EXCERPT PROVIDED:
When Romano interviewed what he called an “enslaved cocoa worker” from Côte d’Ivoire, Vincent, the enslaved boy said, “Tell them, when they are eating chocolate, they are eating my flesh.”

Vincent said this because children on cocoa farms are being underfed, enslaved, trafficked, abused, crippled, and beaten so badly that some even die.

Romano also spoke with an 11-year-old boy who used to be a slave of chocolate.

“I will tell you how I lost my arm. I tried to escape, but I could not. They caught me and tied me to a papaya tree and they beat me and broke my arm,” he said. “From here my life was ruined. It was a shame. They beat me because I asked about food.”

The boy went on to say that to punish them, they took the juice from the cocoa and fermented it. Once it was fermented, it would make the child laborers nauseous and often caused them to lose their balance. When the kids are forced to drink this and they fall, the farmers would pick them back up and beat them. This 11-year-old boy still dreamed about being beaten.

Stories like this are what pushed me to work on and do more research on child labor in the cocoa industry for my honors thesis at the University of Massachusetts Amherst.

I am not trying to tell you to stop eating chocolate because you stopping won’t solve the problem. I’m telling you to be aware and take a second before you shove chocolate in your mouth to understand what children in West Africa and even around the world go through for you to enjoy your chocolate.

GOALS:
[A] List each word the excerpt on child labor in cocoa farming uses to say what is being done to children on cocoa farms.
[B] In the excerpt on child labor in cocoa farming, what did the 11-year-old boy say he was tied to after he was caught trying to escape?

Entries drawn from a collection:
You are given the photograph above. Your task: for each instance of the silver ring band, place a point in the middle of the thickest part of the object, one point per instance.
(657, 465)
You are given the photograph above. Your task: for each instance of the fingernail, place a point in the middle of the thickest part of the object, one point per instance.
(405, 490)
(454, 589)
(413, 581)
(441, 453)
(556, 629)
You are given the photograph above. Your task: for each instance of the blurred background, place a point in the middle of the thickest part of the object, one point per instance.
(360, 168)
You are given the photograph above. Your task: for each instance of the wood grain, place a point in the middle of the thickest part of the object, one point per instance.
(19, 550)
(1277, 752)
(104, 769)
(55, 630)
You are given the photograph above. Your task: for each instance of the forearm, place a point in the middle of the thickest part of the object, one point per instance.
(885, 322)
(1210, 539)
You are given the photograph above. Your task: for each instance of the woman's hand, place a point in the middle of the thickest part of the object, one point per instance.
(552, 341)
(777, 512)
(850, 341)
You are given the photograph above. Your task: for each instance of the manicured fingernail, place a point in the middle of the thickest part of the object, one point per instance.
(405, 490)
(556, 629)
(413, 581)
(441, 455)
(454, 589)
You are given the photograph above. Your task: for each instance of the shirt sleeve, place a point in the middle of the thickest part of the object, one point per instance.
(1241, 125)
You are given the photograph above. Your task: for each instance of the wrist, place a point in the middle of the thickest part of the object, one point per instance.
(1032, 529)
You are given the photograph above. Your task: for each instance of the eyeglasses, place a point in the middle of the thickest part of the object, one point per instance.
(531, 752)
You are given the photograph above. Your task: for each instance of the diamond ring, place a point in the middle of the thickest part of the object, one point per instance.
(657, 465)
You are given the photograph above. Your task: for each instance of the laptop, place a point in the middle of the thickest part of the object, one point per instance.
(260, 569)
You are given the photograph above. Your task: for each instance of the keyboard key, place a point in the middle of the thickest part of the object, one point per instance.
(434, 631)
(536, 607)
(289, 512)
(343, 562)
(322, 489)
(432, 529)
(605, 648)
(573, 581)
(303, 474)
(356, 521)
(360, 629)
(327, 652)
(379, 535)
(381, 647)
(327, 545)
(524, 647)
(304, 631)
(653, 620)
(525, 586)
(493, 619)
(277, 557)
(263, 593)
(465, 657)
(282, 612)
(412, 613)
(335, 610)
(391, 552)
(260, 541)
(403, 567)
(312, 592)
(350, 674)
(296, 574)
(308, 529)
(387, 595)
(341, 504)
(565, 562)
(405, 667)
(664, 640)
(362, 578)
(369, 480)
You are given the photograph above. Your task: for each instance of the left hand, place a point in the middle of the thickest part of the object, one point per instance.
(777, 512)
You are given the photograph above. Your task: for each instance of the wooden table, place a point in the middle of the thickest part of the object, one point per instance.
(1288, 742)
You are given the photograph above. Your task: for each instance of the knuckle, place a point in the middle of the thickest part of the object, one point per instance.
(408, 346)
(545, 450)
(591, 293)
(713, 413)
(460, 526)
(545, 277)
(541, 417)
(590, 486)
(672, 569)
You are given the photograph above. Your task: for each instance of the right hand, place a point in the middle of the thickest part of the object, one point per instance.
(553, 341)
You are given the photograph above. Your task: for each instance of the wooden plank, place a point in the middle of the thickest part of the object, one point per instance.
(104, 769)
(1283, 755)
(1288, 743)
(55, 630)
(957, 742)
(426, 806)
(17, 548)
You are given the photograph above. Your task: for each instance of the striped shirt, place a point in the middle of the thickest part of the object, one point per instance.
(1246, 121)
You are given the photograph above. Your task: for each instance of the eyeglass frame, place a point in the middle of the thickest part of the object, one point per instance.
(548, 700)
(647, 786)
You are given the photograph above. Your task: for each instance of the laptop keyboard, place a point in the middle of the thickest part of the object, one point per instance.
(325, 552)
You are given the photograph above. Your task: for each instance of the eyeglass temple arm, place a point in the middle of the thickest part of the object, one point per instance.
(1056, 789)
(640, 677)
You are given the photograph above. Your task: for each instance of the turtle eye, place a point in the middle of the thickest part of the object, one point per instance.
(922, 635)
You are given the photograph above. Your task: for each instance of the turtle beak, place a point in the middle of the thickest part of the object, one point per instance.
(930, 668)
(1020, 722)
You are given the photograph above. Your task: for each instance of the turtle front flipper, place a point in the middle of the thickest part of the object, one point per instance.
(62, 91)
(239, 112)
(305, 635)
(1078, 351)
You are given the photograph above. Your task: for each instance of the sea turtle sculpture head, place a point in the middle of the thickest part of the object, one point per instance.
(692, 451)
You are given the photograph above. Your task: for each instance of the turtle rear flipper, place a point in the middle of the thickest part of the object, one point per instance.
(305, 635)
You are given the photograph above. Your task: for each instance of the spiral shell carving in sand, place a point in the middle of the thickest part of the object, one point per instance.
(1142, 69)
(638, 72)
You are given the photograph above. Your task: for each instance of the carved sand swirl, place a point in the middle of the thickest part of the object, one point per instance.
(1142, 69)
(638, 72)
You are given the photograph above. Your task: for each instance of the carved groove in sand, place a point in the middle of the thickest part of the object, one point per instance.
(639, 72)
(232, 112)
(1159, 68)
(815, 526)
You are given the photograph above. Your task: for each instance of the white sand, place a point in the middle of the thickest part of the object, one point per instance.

SOLUTIONS PER TASK:
[A] underfed, enslaved, trafficked, abused, crippled, beaten

[B] A papaya tree.